## TEXT:
=-=-=-=-=

Exercise Regularly but With Certain Limits
It is essential to keep yourself active and regular exercise is the best way to do it. Along with this, do not forget to listen to your body. For instance, if you're having a bad day, you can allow yourself to take a break. However, if you focus on a clean diet, you won't have many bad days.
People with Hashimoto's condition usually experience muscle and joint pain. So moderate exercise is good for them because it doesn't put much stress on joints like the knee, hip, or back.
The appropriate thyroid medication dosage and regular exercise keep the energy level much higher, but overexertion can negatively affect the body. It impacts the body's capability to convert inactive thyroid hormone (T4) to the active form, T3, by pulling out an iodine molecule.
Maintain a Healthy Body Weight
Weight gain is a common symptom of Hashimoto's disease. So it is crucial to maintain a healthy body weight. Excess body gain can affect hormone levels. Do you know overweight people require more thyroid hormone than people with an average weight?
Overweight people with Hashimoto's disease see improvements in symptoms after weight loss. One study from the University of MMC (Maryland Medical Center) states that the most typical form of hypothyroidism, Hashimoto's thyroiditis, increases the risk of thyroid cancer, i.e., thyroid lymphoma.
You might be wondering why it is impossible to lose weight with Hashimoto's disease. But it is not. You can lose weight with Hashimoto's. Yes, we understand that metabolism is slow, but these tips can help you shed extra weight.
- Say bye to carbs and sugars
- Make anti-inflammatory foods your friends from now
- Avoid big meals. Small and regular meals is a key to fast digestion
- Keep a Food Diary
- Don't sit ideally for a long time. Keep your body moving
- Don't miss your thyroid treatment as Directed
Stress can be the reason for various diseases. Please start working towards managing stress. You can introduce stress management and mindfulness techniques in Hashimoto's thyroiditis management program. Stress can cause an imbalance in thyroid hormone production and make Hashimoto's disease symptoms worse.

=-=-=-=-=

## DATASET CONTENT:
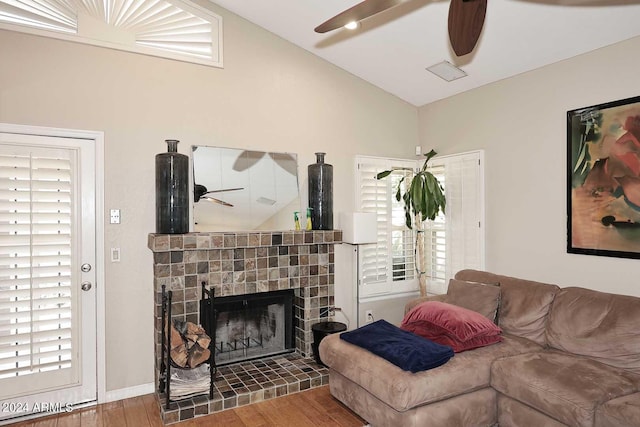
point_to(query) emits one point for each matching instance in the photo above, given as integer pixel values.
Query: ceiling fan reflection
(200, 192)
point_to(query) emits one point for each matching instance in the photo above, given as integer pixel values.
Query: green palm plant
(423, 196)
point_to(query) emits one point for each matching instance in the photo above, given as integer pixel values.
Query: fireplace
(250, 326)
(234, 266)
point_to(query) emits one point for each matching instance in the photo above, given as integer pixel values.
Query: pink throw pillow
(448, 324)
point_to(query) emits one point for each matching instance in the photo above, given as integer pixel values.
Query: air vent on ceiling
(447, 71)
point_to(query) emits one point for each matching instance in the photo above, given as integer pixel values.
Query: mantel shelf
(231, 240)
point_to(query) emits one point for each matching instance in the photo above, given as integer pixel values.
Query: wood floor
(314, 407)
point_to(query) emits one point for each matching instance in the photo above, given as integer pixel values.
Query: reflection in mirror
(239, 190)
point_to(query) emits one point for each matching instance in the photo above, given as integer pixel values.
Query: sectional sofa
(568, 357)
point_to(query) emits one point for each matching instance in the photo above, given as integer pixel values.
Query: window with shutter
(36, 300)
(452, 241)
(388, 266)
(455, 241)
(173, 29)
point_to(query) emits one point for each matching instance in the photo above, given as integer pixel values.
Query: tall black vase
(172, 191)
(321, 194)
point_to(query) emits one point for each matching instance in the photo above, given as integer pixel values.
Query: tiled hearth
(248, 263)
(251, 382)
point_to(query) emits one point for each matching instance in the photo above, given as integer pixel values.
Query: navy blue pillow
(404, 349)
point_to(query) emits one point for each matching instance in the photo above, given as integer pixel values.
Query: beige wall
(521, 124)
(271, 95)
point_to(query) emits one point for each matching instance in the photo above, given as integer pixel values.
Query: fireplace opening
(250, 326)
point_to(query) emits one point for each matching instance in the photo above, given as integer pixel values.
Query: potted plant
(423, 198)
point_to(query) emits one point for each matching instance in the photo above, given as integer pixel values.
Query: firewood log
(197, 355)
(180, 356)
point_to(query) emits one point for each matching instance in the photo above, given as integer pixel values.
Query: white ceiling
(392, 49)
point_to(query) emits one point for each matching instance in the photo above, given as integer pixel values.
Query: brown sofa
(570, 357)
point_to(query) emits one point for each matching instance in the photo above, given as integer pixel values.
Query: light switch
(115, 216)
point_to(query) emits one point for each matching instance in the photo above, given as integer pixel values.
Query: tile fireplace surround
(247, 263)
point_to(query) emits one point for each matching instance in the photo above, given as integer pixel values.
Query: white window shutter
(176, 29)
(35, 262)
(456, 241)
(388, 266)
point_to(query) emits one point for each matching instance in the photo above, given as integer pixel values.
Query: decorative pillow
(480, 297)
(443, 322)
(457, 345)
(404, 349)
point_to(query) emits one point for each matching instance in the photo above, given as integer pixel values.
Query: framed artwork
(603, 179)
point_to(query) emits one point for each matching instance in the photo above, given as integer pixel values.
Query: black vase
(172, 191)
(321, 194)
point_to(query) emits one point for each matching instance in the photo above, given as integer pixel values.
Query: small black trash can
(321, 330)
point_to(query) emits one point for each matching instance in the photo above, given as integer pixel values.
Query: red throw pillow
(448, 324)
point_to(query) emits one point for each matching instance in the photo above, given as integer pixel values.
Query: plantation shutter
(455, 241)
(388, 266)
(36, 251)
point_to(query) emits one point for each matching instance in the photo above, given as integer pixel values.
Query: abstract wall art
(603, 179)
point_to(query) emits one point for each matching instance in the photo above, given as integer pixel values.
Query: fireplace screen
(252, 326)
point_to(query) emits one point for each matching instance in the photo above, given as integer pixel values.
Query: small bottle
(309, 225)
(296, 219)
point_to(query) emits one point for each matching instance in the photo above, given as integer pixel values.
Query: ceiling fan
(200, 192)
(466, 17)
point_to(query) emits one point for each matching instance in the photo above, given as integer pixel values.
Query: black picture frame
(603, 179)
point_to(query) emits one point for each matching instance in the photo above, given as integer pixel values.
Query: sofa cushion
(408, 351)
(403, 390)
(567, 388)
(621, 412)
(480, 297)
(449, 324)
(598, 325)
(524, 304)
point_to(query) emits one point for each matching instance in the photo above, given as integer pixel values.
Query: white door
(47, 273)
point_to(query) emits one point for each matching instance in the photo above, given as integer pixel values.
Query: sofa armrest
(414, 302)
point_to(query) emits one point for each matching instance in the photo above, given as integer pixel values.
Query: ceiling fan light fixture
(446, 71)
(352, 25)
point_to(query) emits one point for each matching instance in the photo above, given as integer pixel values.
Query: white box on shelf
(358, 227)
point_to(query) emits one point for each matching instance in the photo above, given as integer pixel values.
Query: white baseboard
(126, 393)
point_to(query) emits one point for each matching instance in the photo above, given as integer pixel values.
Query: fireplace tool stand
(209, 325)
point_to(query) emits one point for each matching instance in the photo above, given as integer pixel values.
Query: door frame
(98, 138)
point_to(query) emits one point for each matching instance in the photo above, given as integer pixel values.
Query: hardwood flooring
(315, 407)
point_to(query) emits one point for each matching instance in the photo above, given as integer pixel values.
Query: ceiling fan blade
(466, 18)
(357, 13)
(224, 190)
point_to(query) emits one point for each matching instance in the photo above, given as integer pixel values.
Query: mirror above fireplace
(242, 190)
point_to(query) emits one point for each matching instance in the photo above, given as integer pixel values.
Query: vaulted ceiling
(393, 49)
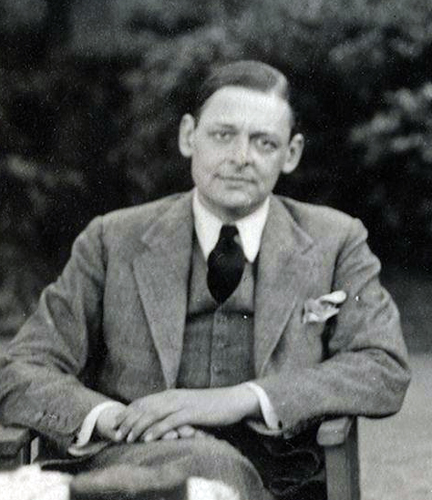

=-=-=-=-=

## GOAL OF THE EXERCISE:
Please say whether each statement below agrees with the text on Hashimoto's disease, answering yes or no and quoting the words of the text that decide it.
1. Moderate exercise suits people with Hashimoto's because it puts little stress on the joints.
2. The text holds that losing weight with Hashimoto's disease is impossible.
3. The text advises eating fewer, larger meals.
Nothing in the entries is needed.

## EXERCISE ANSWER:
1. Yes: "So moderate exercise is good for them because it doesn't put much stress on joints like the knee, hip, or back."
2. No: "You can lose weight with Hashimoto's."
3. No: "Avoid big meals. Small and regular meals is a key to fast digestion"